* [Stated exercise] Give back the lines below word for word, from the very start of the items through the line containing "column 209, row 322", and leave the pictures out.
─── Listing ───
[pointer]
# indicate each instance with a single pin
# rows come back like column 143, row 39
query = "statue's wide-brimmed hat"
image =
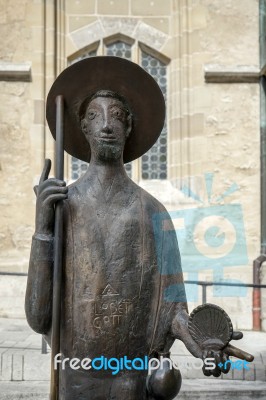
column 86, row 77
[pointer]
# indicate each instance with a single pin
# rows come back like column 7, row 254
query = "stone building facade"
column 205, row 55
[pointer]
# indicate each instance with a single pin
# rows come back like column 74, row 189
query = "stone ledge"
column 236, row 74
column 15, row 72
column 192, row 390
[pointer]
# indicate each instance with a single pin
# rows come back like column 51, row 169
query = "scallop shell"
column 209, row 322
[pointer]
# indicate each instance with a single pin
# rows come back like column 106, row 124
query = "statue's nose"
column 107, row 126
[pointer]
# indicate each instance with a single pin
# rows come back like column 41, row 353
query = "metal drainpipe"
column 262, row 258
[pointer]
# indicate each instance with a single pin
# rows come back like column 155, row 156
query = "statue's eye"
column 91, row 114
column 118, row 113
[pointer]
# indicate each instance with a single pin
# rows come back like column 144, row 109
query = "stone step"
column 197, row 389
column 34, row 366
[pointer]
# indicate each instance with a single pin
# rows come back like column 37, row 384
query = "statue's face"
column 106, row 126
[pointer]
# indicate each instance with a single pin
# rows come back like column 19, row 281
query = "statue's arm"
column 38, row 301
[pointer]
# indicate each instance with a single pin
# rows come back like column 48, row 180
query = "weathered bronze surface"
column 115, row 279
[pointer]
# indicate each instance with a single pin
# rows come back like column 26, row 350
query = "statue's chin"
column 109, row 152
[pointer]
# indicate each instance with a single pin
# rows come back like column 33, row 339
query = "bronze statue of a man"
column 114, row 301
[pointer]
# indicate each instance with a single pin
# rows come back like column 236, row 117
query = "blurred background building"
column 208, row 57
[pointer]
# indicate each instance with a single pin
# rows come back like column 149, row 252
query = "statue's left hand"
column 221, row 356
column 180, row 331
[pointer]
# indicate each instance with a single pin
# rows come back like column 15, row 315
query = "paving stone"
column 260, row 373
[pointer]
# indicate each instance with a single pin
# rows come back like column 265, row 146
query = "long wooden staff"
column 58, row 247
───
* [The solution]
[pointer]
# indicate each instance with a single pin
# rows come back like column 143, row 39
query = "statue's wide-brimmed hat"
image =
column 86, row 77
[pointer]
# indicate each instance with a single pin
# rows come back like column 7, row 254
query = "stone building facade"
column 205, row 55
[pointer]
# indicate each instance with a single pin
# rows come back like column 74, row 189
query = "stone ledge"
column 236, row 74
column 15, row 72
column 192, row 390
[pointer]
# indicate each instance with a single pin
# rows come back like column 51, row 169
query = "scallop shell"
column 209, row 322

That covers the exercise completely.